▶ _Requirements_: Rescale the material from the line with "the ear canal" through the end of the material, copying every line in that range and multiplying each x and y coordinate in the answers by 1.35, rounded to whole numbers with halves rounded up.

[Position annotation records]
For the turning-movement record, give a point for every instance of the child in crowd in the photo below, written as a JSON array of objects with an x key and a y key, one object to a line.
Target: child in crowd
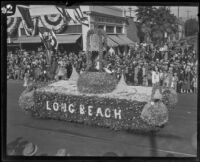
[
  {"x": 26, "y": 78},
  {"x": 174, "y": 81}
]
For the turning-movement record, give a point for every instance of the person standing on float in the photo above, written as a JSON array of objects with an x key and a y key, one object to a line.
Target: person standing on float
[{"x": 155, "y": 82}]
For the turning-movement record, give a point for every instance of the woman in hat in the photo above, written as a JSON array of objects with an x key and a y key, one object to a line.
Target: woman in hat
[{"x": 155, "y": 81}]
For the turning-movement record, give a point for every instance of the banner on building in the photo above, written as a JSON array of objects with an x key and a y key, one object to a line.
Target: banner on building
[
  {"x": 27, "y": 20},
  {"x": 48, "y": 37}
]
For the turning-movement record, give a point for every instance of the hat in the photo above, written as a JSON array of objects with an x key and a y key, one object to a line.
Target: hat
[
  {"x": 157, "y": 95},
  {"x": 62, "y": 152},
  {"x": 30, "y": 149}
]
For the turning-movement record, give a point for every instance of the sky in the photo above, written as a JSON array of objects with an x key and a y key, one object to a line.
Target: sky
[{"x": 193, "y": 11}]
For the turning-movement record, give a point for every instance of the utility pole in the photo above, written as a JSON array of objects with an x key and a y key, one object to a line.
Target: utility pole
[
  {"x": 178, "y": 12},
  {"x": 188, "y": 13},
  {"x": 130, "y": 9}
]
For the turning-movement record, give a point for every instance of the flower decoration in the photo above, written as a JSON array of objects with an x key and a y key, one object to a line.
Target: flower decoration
[
  {"x": 170, "y": 98},
  {"x": 155, "y": 114}
]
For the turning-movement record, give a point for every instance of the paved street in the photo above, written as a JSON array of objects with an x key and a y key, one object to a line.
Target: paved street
[{"x": 81, "y": 140}]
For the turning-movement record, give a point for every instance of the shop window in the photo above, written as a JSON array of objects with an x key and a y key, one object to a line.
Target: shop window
[
  {"x": 119, "y": 29},
  {"x": 110, "y": 29}
]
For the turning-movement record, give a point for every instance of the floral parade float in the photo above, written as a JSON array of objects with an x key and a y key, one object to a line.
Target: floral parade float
[{"x": 97, "y": 98}]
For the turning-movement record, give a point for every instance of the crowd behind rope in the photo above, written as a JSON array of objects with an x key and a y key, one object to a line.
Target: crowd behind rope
[{"x": 142, "y": 66}]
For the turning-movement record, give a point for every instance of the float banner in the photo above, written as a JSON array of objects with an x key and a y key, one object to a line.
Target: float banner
[{"x": 91, "y": 110}]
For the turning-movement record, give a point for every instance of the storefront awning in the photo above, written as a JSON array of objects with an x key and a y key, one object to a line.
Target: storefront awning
[
  {"x": 126, "y": 39},
  {"x": 117, "y": 40},
  {"x": 111, "y": 43},
  {"x": 68, "y": 38},
  {"x": 60, "y": 39}
]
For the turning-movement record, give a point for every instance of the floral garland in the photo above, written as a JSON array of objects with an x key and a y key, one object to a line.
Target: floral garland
[
  {"x": 56, "y": 23},
  {"x": 12, "y": 24}
]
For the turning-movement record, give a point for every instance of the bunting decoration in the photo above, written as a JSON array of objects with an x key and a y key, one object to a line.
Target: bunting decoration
[
  {"x": 34, "y": 31},
  {"x": 48, "y": 37},
  {"x": 12, "y": 24},
  {"x": 55, "y": 22},
  {"x": 27, "y": 20},
  {"x": 80, "y": 17}
]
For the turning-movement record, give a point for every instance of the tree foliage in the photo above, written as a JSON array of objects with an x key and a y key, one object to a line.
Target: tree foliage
[
  {"x": 156, "y": 21},
  {"x": 191, "y": 27}
]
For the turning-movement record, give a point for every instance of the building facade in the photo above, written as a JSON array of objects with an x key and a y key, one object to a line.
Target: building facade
[{"x": 110, "y": 19}]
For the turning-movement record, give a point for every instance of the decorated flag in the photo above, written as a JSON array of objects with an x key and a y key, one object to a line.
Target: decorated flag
[
  {"x": 75, "y": 14},
  {"x": 26, "y": 20},
  {"x": 48, "y": 37},
  {"x": 80, "y": 17}
]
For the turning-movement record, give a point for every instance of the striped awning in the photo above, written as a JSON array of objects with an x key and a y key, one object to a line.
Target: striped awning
[
  {"x": 117, "y": 40},
  {"x": 60, "y": 38},
  {"x": 126, "y": 39},
  {"x": 111, "y": 43}
]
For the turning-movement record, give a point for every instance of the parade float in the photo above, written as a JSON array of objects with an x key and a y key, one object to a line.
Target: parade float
[{"x": 98, "y": 98}]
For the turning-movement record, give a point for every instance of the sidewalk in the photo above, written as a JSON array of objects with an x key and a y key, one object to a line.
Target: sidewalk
[{"x": 81, "y": 140}]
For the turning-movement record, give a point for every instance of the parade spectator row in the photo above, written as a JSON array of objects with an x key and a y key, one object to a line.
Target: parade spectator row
[{"x": 143, "y": 65}]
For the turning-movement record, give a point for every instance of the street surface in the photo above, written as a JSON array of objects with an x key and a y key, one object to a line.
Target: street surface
[{"x": 175, "y": 139}]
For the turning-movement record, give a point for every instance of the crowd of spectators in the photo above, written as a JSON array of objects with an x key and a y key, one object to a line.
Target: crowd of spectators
[{"x": 172, "y": 66}]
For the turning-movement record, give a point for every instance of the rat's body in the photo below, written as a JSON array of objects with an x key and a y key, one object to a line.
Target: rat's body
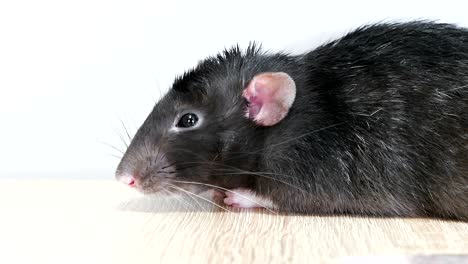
[{"x": 378, "y": 126}]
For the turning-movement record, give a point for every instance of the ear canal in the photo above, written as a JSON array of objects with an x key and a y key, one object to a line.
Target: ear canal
[{"x": 270, "y": 96}]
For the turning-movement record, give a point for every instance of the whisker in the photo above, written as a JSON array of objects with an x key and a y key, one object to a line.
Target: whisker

▶ _Problem solution_:
For the turning-movement record, give a point for every instance of the ear canal in the photo above, written as a JSON array of objects with an x key and a y key, one object to a line.
Target: ear canal
[{"x": 365, "y": 130}]
For the turning-movement record, give a point for every instance of the whisker in the photo above, written as a JSON array of objects with an x key and a y key, one object to a line.
Target: whisker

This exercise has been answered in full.